* [Material for this exercise]:

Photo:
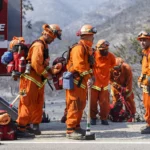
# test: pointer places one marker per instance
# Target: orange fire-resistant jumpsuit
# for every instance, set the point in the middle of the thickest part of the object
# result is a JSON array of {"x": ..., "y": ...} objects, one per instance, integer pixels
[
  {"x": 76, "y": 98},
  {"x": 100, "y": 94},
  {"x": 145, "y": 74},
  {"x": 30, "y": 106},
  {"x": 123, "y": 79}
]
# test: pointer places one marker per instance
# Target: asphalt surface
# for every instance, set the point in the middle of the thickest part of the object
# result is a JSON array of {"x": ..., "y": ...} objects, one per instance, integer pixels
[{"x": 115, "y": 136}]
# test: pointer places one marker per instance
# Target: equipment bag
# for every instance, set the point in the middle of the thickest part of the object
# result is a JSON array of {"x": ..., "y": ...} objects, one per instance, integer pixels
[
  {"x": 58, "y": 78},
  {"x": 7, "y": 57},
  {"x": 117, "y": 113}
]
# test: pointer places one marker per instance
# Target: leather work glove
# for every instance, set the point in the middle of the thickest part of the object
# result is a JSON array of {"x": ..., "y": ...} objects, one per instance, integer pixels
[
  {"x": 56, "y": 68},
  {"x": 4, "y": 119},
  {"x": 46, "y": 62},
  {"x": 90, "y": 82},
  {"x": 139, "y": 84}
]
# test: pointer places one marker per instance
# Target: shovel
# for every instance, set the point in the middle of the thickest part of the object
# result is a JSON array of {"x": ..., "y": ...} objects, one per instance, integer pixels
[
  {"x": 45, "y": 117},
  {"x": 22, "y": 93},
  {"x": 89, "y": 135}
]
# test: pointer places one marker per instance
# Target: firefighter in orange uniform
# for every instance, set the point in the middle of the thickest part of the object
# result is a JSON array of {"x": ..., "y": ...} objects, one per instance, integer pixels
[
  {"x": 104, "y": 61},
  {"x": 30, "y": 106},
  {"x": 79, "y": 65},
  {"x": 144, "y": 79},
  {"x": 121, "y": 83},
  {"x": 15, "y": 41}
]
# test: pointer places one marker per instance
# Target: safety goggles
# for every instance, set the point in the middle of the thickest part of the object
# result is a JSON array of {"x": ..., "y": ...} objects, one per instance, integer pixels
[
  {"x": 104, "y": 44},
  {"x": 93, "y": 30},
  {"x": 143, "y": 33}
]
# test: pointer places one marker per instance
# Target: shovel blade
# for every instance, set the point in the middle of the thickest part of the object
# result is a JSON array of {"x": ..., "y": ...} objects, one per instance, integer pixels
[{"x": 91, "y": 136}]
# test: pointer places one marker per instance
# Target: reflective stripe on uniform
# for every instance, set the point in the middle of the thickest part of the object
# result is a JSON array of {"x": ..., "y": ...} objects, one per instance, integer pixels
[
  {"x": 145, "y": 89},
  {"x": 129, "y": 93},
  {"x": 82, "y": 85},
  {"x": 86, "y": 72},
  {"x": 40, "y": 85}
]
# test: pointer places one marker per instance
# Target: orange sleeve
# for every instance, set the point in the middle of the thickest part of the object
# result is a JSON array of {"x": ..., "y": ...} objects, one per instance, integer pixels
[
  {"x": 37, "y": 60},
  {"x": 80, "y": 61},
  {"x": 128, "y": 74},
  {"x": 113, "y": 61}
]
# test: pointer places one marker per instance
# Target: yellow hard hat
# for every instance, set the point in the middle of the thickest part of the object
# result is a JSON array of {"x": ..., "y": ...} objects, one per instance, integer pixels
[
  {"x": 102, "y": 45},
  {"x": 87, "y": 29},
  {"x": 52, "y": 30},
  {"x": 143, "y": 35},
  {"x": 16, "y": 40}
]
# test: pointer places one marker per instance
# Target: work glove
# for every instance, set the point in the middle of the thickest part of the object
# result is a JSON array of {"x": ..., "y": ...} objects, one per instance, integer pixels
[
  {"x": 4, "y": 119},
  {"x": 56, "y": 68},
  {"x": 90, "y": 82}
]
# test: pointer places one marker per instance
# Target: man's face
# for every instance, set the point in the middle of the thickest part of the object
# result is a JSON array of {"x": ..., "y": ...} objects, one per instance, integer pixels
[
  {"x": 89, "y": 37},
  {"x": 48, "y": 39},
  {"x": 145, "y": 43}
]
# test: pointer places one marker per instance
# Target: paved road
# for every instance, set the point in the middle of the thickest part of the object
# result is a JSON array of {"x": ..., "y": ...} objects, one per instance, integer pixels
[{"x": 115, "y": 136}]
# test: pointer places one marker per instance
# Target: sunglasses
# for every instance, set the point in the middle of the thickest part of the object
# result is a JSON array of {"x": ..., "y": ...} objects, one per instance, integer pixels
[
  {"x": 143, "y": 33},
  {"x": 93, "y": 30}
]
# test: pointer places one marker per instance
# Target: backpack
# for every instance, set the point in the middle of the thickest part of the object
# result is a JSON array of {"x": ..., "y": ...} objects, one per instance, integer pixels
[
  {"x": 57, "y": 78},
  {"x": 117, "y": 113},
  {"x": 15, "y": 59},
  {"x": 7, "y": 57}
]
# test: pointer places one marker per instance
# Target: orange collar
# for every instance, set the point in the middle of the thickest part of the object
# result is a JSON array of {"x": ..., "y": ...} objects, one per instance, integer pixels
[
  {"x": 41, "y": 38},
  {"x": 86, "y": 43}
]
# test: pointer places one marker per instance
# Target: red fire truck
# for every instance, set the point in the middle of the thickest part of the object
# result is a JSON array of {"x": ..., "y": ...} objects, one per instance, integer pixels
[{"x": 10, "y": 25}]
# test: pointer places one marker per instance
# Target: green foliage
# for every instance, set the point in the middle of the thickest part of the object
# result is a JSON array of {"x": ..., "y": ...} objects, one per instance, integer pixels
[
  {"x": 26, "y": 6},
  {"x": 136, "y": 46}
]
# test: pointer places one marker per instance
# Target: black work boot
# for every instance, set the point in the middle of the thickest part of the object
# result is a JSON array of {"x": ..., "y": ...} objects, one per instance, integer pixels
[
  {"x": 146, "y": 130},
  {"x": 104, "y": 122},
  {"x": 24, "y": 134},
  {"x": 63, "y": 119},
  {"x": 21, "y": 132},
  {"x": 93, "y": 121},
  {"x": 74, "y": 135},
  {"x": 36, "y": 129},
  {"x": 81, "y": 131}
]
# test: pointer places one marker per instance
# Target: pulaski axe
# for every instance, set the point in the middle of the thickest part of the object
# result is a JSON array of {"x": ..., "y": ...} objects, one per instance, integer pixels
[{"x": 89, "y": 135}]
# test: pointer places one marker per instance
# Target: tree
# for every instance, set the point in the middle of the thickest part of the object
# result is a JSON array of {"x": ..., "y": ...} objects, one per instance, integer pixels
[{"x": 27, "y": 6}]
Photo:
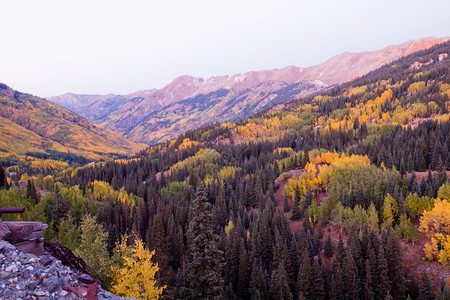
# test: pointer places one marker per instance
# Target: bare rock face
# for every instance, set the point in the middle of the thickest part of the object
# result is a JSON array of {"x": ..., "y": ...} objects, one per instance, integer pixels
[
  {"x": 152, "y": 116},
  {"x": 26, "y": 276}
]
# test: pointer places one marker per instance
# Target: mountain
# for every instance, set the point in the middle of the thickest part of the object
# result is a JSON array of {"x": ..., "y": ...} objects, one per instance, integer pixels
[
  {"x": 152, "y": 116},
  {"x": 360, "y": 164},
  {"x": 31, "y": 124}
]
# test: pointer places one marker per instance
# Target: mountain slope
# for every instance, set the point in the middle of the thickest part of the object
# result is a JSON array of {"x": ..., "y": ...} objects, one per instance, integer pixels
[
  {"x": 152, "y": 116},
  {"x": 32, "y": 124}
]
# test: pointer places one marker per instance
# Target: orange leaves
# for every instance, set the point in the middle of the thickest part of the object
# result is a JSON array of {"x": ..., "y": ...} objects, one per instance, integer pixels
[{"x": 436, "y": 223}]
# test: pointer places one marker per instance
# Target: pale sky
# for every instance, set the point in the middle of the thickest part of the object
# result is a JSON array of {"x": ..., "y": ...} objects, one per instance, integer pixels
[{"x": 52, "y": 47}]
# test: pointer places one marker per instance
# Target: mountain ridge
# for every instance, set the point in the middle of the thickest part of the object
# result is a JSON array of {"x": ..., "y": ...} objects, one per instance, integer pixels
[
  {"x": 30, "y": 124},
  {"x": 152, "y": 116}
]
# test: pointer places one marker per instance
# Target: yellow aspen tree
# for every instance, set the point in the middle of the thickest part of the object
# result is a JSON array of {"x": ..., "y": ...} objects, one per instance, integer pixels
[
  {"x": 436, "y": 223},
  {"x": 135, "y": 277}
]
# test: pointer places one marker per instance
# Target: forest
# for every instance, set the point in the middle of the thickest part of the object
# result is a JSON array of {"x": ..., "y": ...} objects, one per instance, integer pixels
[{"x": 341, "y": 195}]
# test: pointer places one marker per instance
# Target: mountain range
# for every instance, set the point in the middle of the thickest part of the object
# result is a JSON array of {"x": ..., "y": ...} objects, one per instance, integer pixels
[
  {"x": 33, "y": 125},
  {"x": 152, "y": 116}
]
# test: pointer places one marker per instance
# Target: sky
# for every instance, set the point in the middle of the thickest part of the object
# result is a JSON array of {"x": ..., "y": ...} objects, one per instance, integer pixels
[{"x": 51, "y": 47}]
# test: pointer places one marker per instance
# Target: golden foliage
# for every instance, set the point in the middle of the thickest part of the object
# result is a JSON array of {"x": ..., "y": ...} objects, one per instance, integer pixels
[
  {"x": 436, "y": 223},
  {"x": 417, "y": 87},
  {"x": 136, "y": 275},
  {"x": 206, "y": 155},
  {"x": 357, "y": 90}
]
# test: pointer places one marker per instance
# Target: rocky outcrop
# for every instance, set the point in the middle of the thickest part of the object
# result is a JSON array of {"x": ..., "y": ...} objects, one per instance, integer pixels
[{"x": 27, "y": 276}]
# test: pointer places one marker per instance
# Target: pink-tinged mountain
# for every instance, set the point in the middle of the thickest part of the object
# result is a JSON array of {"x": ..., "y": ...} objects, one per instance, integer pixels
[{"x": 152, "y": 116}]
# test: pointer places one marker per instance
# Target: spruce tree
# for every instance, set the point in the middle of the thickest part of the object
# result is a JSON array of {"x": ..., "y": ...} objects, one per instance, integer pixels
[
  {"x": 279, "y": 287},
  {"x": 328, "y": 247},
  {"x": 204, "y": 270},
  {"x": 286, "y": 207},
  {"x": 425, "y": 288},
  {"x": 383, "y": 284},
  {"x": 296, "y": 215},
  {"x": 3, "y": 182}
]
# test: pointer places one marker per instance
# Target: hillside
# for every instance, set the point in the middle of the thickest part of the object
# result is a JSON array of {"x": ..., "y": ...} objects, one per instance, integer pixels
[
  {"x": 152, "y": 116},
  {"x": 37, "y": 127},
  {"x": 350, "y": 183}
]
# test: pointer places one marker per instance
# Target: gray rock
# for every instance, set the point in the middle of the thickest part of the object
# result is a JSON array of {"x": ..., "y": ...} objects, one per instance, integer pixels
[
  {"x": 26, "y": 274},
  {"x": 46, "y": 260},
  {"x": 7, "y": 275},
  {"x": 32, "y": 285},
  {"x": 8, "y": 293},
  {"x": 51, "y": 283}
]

---

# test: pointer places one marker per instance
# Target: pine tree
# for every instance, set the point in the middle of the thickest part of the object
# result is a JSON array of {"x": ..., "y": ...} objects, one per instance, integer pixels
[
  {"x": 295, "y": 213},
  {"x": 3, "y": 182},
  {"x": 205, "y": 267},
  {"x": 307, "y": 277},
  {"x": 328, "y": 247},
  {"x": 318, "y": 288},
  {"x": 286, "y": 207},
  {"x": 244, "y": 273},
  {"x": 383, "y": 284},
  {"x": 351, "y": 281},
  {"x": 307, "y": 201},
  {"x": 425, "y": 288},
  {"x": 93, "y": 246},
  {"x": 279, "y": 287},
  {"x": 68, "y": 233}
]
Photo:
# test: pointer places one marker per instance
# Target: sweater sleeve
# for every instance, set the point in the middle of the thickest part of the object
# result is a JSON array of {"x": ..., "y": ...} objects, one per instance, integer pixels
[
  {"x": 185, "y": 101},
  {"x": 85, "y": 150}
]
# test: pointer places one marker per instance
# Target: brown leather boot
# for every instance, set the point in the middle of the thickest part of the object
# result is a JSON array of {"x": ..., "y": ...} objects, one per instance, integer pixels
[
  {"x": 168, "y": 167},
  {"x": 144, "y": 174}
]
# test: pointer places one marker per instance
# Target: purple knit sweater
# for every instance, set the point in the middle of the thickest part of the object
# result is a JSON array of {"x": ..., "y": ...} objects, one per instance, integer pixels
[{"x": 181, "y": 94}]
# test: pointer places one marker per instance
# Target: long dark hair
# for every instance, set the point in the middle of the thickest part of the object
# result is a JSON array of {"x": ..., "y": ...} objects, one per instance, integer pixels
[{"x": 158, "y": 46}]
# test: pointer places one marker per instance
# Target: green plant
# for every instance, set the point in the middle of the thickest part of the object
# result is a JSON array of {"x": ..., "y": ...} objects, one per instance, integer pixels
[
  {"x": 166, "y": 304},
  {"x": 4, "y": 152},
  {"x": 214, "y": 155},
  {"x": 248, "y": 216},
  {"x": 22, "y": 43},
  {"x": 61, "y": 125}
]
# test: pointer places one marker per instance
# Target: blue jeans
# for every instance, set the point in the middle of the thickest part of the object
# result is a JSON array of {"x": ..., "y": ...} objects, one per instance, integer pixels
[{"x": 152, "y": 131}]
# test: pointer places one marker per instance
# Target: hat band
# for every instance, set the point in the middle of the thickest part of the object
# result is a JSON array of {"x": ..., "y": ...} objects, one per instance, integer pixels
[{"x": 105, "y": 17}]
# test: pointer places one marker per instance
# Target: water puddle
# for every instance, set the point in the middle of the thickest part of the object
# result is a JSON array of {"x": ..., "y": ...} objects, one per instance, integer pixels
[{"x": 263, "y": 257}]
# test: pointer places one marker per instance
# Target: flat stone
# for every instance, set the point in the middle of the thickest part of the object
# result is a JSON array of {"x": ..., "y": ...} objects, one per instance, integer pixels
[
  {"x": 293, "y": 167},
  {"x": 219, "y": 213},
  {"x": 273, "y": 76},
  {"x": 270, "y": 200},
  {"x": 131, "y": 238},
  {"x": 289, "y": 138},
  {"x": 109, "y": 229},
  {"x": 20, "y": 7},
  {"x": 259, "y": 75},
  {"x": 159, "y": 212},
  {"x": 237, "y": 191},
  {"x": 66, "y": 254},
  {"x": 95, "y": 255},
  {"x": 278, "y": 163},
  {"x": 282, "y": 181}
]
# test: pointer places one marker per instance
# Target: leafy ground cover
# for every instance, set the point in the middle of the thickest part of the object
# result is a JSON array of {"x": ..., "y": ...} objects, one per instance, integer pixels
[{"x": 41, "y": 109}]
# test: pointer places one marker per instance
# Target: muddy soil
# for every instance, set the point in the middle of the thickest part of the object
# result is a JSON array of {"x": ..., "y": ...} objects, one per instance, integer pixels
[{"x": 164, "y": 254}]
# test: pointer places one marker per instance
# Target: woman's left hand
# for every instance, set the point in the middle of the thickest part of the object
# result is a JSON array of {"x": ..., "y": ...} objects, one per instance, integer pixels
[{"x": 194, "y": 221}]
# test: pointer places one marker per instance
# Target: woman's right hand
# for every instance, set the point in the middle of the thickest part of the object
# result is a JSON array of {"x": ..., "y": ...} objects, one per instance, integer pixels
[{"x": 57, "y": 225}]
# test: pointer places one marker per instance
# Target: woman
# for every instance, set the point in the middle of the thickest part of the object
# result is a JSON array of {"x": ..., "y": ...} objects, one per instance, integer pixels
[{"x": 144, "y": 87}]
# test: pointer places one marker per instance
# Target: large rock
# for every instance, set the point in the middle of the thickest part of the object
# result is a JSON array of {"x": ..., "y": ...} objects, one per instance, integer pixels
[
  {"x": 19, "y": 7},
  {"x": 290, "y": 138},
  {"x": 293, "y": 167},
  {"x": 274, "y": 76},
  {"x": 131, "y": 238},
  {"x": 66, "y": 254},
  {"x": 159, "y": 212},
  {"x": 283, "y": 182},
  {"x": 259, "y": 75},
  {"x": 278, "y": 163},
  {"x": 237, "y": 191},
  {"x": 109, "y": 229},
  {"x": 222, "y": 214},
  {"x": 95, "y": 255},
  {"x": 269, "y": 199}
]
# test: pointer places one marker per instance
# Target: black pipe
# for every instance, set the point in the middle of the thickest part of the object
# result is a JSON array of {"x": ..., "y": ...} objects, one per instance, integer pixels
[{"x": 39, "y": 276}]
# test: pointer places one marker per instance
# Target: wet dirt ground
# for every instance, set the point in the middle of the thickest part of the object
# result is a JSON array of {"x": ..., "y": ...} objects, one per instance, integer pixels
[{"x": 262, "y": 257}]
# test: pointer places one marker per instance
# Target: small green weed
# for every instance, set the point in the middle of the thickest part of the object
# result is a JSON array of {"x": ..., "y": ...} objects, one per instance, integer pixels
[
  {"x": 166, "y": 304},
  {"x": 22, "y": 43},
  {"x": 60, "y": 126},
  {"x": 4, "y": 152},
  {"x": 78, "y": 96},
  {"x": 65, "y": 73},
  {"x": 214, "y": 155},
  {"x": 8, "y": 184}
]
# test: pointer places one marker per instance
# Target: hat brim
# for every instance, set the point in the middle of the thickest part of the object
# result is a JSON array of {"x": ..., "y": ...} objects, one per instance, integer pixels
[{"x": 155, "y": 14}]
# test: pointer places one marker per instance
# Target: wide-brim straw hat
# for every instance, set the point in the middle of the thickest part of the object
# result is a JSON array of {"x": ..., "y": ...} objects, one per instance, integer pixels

* * *

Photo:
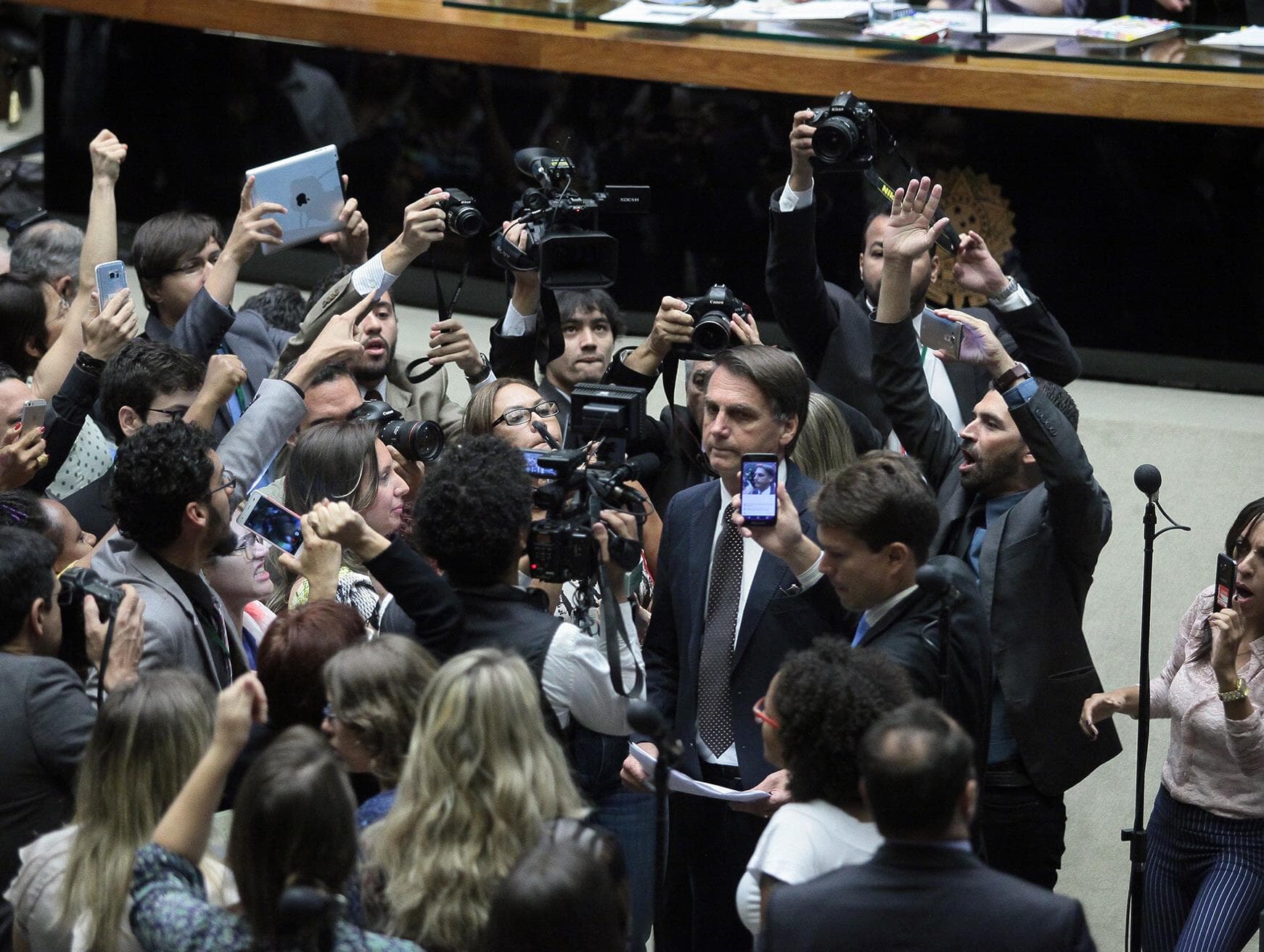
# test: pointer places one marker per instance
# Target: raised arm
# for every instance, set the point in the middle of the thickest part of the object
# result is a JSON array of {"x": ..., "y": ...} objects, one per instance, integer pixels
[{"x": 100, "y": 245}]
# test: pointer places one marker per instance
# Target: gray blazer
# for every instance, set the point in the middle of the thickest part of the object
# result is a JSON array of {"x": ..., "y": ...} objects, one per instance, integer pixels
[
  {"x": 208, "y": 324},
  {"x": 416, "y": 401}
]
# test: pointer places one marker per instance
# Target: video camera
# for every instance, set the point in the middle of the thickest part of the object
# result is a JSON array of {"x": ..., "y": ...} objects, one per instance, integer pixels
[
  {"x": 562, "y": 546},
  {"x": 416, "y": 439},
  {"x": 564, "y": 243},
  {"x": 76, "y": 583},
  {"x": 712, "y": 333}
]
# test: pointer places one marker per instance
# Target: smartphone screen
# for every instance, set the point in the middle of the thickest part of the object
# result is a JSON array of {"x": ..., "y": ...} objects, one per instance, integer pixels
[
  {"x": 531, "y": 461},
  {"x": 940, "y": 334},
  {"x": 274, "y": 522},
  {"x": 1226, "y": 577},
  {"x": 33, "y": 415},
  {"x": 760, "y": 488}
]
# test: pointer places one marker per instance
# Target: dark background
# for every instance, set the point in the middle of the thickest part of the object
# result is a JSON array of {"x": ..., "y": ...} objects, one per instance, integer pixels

* [About this task]:
Scan the material for lines holding the word "boot", count them, and give the result alone.

* [Answer space]:
2